Pointing dataset records
---*---

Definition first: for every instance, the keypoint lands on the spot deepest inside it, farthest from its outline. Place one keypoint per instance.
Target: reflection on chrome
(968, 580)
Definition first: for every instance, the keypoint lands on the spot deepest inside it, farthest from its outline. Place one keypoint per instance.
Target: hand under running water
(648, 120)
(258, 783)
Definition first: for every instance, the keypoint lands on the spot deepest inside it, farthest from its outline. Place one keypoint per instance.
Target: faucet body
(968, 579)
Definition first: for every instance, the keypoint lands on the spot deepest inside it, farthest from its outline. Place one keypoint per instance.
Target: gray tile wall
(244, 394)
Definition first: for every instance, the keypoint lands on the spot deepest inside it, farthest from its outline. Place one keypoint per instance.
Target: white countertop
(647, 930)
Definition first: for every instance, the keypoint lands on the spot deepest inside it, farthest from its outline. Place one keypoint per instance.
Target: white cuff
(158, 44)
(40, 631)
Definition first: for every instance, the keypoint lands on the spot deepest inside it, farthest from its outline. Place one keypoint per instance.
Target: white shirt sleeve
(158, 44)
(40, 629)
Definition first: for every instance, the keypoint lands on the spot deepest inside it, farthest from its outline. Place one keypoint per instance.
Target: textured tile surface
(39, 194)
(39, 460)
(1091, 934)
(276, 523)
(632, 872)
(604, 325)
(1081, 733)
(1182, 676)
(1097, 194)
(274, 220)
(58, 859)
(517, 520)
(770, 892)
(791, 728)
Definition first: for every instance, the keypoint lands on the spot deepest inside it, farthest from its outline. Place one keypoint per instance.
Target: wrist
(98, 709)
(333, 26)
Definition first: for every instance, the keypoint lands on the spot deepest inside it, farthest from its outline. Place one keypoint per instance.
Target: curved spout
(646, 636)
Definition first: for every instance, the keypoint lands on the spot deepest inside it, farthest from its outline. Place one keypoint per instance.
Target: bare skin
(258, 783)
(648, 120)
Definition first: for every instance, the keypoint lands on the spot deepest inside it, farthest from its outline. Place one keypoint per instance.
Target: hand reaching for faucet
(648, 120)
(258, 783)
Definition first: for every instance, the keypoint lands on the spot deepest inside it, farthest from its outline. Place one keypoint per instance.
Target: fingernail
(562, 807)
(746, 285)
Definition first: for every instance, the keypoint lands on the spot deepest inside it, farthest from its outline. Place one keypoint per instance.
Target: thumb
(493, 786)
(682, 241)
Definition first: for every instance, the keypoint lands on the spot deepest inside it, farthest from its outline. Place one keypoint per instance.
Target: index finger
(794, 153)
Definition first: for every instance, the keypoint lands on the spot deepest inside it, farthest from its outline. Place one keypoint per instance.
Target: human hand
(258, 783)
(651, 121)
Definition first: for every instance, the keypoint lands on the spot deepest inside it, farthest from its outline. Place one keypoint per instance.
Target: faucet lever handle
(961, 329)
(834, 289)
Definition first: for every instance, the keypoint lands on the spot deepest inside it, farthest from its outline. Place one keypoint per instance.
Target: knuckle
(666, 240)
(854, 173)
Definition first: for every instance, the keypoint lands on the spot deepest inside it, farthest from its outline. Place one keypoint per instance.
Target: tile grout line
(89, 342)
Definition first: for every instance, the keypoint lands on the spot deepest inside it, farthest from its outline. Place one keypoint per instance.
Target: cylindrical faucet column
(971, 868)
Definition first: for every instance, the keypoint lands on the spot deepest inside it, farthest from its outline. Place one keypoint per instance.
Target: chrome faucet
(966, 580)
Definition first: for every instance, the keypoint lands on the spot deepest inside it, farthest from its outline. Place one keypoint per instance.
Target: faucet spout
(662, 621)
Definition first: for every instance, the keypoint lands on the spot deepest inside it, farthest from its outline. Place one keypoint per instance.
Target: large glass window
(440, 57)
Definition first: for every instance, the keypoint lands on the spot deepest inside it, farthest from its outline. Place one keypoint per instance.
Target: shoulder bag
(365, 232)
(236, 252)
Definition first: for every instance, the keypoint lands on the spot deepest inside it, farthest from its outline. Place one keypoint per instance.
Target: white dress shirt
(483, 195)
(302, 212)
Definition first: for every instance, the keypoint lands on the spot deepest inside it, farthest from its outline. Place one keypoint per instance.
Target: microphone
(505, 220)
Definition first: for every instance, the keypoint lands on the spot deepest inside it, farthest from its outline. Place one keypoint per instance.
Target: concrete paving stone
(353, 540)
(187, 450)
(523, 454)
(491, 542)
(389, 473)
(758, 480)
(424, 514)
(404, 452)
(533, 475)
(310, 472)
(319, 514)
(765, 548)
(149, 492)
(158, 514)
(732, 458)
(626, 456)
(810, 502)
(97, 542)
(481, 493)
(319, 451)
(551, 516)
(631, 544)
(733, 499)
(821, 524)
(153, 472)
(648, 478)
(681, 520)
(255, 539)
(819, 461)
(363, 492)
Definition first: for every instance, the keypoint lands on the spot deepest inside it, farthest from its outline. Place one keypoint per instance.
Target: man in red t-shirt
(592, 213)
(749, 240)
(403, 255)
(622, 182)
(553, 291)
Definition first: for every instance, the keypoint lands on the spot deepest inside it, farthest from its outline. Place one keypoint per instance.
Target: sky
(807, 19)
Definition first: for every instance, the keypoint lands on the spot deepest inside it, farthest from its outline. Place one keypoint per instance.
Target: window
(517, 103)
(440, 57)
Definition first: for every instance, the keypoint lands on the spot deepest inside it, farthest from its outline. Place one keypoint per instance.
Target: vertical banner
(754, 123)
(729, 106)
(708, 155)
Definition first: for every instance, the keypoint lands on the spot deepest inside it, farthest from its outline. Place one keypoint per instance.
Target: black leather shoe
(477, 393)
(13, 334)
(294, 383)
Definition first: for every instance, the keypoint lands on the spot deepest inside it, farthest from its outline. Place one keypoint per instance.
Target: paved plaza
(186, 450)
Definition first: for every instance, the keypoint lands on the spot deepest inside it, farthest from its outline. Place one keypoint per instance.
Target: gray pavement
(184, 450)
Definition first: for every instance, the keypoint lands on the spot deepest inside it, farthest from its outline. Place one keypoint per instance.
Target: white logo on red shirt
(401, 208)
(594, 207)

---*---

** What to work on **
Reproduce all of the material above word for word.

** Solution to the problem **
Definition first: for every instance, the keypoint lands on the spot deepest inside it, farthest from its outline. Place one keypoint per instance.
Target: reflection on chrome
(968, 580)
Definition first: for every instance, the keypoint lands on the spot deepest inside it, farthest from its outline. Place one keypoint per instance.
Target: hand under running water
(648, 120)
(258, 783)
Definition first: for every instance, the keypoint lands on the spot deepest inside it, farthest from its outline. Place one keypoint per instance.
Target: faucet body
(968, 579)
Definition first: for every instance, the keypoint lands on the spot deepest inside it, farthest from its outline. Place one keypoint per instance.
Target: gray tile wall
(244, 394)
Definition first: for every instance, the keypoint lands on the spot deepest inside it, farthest from its outline. Place one keypoint per instance.
Target: white countertop
(647, 930)
Definition first: for every instance, the keypoint lands on the spot deepest inside it, farthest from its outline. Place one keypoint per instance.
Target: white cuff
(158, 44)
(40, 631)
Definition first: for every instance, the keypoint lands on the spot deepest inside it, farthest from its outline. Place one keypoint per instance.
Target: white shirt sleeve
(158, 44)
(40, 629)
Definition first: for every instance, the keypoint lands on the spot deepest inside it, farthest from its outline. Place one keypoint per instance.
Target: textured tile surface
(39, 194)
(39, 460)
(1091, 934)
(276, 523)
(632, 872)
(604, 325)
(1081, 733)
(1182, 676)
(1097, 194)
(274, 220)
(58, 859)
(517, 520)
(770, 892)
(791, 728)
Definition first: for every instance, the keypoint lands on the spot deepest inside it, farthest from its outline. Place one keypoint per instance.
Target: wrist
(98, 709)
(333, 26)
Definition first: for every instance, the keypoint lands on the spot deepest inside it, farthest from its outline. Place one keypoint per instance.
Target: curved spout
(646, 636)
Definition first: for every instance, the keypoint lands on the spot deepest inside it, farthest from its outline. Place one keypoint per instance.
Target: bare skin
(258, 783)
(648, 120)
Definition first: for every instance, the keypoint lands on the spot deepest inside it, farthest from its outline. Place one keypoint per instance.
Target: hand reaching for faucet
(648, 120)
(258, 783)
Definition first: for every instance, the keypoint lands on the spot deepest inside it, farthest from its outline. Place one keypoint per instance.
Target: fingernail
(562, 807)
(746, 285)
Definition first: for every instance, the keypoint lands on the spot deepest inside it, farthest from its outline. Place one keypoint per instance.
Target: thumb
(493, 786)
(682, 241)
Definition first: for every instance, the keypoint lands on the spot deepest inside it, farthest from its outline. Place one keypoint per instance.
Target: index finger
(794, 153)
Definition first: for every instance, the keypoint lands on the spot deepest inside it, farthest from its outline. Place one keypoint per instance.
Target: human hand
(258, 783)
(651, 121)
Definition first: for every instance, the keypoint lands on the spot deepest inside it, farthest from its outline. Place one keypoint per instance.
Target: faucet lever handle
(961, 329)
(834, 289)
Definition first: for every instance, the keypoint lands on the spot deepest inside it, farthest from its outline. Place one keypoint per instance.
Target: knuckle
(666, 240)
(854, 173)
Definition first: for every instance, the keypoint lands on the spot deepest inside it, farthest from its outline. Place one keypoint per instance.
Target: tile grout line
(89, 342)
Definition first: for every instance, the keypoint lands on the spot deepest inside it, farthest from its outline. Place one keypoint per instance.
Target: cylindrical faucet column
(971, 868)
Definition first: for every instance, the keypoint lands on the spot deepest inside it, farthest from its outline. Place one keypoint per instance.
Target: chrome faucet
(966, 580)
Definition first: for every instance, the keypoint lands on the spot deepest inside it, farthest from its outline. Place one keypoint per instance.
Target: faucet spout
(662, 621)
Definition first: for every instance, the keypoint lands on the spot deepest inside it, farthest from its outline. Place one keypoint per instance.
Target: large glass window
(440, 57)
Definition first: for every instance, the keypoint lands on the spot deepest inside it, farthest from its outline. Place one keypoint per instance.
Target: shoulder bag
(365, 232)
(236, 252)
Definition first: for every instance, the keypoint lands on the spot deepest inside it, farthest from its outline. Place one keypoint per instance.
Target: white dress shirt
(483, 195)
(302, 212)
Definition first: for every instance, the keypoint lands on the spot deepest inside it, farthest from its outline. Place one keypoint per instance.
Target: microphone
(505, 220)
Definition first: for every instance, the keypoint lands on the spot deepest inside it, farthest from its outline. Place one keypoint per instance.
Target: concrete paving stone
(353, 540)
(187, 450)
(523, 454)
(491, 542)
(389, 473)
(758, 480)
(424, 514)
(404, 452)
(533, 475)
(310, 472)
(319, 514)
(765, 548)
(149, 492)
(158, 514)
(732, 458)
(626, 456)
(810, 502)
(97, 542)
(481, 493)
(319, 451)
(551, 516)
(631, 544)
(733, 499)
(821, 524)
(153, 472)
(648, 478)
(681, 520)
(255, 539)
(819, 461)
(363, 492)
Definition first: for every instance, the keypoint lands on the spot deepest inside it, farthest from its outline. Place one keypoint per instance.
Target: man in red t-shirt
(592, 213)
(749, 240)
(403, 255)
(622, 182)
(553, 291)
Definition first: for every instance, the keypoint lands on the spot deepest inside it, farthest from its outline. Place one keypoint per instance.
Target: sky
(807, 19)
Definition first: for every instance, the keypoint lands on the spot deepest inside it, farthest from its outline. Place one keypoint per instance.
Target: window
(517, 103)
(440, 57)
Definition first: for every instance, the keypoint lands on the spot deepest inside it, farthest from its outline. Place one keypoint per instance.
Target: vertical banner
(754, 123)
(729, 106)
(708, 155)
Definition first: for every instance, the keypoint lands on the spot deepest inside it, farthest from its outline. Place one keypoint per instance.
Target: black leather shoe
(477, 393)
(13, 334)
(294, 383)
Definition first: for every instance, the keypoint lands on the spot deepest inside it, farthest from its outline. Place one keypoint per instance.
Target: paved plaza
(186, 450)
Definition first: for every instance, the keypoint lands on the spot deepest inside it, farthest from its outline. Place one keypoint per instance.
Target: gray pavement
(184, 450)
Definition first: for every instance, the keypoint lands on the spot deepest inside it, farthest from its outline. Place one keypoint per instance.
Target: white logo on red shirt
(401, 208)
(594, 207)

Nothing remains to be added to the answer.